## TASK ITEM
Only the lines that contain the string "dress" belong in the answer; pull them from the records.

## INFORMATION SUPPLIED

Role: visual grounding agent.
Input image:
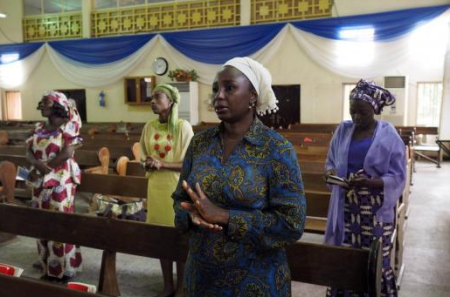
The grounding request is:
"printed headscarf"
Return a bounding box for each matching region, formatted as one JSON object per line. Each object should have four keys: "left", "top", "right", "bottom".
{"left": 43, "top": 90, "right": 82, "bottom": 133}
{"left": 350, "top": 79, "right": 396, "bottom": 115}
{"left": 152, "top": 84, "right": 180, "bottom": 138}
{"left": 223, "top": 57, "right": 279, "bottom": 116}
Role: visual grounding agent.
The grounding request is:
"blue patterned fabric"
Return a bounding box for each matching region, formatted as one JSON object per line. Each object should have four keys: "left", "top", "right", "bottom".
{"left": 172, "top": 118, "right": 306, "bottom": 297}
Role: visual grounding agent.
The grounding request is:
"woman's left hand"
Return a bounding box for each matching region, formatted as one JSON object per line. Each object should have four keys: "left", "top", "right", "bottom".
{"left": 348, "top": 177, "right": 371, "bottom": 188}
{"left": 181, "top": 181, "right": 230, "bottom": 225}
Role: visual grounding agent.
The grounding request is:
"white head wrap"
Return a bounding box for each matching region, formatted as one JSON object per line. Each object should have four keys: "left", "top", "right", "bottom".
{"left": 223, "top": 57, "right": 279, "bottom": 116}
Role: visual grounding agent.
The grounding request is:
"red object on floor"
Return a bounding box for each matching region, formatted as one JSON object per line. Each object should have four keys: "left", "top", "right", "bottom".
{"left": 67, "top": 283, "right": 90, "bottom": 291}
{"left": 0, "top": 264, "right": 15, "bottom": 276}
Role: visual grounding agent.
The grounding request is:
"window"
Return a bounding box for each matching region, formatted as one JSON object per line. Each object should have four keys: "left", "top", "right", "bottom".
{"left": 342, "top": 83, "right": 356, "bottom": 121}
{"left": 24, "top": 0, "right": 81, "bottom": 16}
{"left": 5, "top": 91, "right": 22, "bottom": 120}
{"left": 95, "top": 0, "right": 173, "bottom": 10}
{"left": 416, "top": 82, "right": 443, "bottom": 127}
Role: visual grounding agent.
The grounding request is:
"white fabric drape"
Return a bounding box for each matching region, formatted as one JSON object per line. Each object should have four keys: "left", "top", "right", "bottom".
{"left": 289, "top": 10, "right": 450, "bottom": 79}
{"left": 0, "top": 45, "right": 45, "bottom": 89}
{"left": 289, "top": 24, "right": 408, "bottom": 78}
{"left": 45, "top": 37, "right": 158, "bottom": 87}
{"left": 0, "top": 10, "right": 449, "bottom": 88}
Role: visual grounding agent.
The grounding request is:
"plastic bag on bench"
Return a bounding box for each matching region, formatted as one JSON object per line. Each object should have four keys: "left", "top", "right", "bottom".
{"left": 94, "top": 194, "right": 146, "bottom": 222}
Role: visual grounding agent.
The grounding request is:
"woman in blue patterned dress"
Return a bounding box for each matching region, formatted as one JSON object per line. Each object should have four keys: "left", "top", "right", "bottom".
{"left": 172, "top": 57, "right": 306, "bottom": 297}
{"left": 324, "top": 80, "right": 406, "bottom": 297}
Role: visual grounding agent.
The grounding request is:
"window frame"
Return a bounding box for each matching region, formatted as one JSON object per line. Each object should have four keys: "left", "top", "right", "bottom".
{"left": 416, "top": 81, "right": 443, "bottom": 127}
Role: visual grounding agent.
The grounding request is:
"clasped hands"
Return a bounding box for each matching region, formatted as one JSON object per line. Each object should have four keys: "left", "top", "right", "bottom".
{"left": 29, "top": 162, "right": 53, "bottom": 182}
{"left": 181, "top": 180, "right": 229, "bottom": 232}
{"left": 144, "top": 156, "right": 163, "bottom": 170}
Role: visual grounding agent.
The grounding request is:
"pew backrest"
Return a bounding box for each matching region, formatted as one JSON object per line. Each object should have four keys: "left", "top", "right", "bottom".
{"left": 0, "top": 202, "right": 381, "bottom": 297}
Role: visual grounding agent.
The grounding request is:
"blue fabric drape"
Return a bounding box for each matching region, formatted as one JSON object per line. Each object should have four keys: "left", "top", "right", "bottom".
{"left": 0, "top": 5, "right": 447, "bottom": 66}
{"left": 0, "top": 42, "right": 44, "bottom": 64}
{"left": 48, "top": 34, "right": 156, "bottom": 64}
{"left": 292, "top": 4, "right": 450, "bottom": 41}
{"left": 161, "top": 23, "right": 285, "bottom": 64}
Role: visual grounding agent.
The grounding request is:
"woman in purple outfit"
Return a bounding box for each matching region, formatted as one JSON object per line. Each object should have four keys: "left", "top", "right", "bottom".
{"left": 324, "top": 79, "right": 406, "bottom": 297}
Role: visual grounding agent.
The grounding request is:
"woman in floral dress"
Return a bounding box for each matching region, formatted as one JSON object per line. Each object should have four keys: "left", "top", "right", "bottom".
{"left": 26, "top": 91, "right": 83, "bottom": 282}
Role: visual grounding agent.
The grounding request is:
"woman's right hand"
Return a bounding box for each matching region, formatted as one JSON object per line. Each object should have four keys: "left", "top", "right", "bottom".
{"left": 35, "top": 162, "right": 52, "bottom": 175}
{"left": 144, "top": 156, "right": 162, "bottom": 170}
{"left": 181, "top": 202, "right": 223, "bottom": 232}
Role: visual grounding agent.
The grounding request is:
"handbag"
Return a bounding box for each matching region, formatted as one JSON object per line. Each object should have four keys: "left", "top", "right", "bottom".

## RESULT
"woman in blue patterned dress"
"woman in floral dress"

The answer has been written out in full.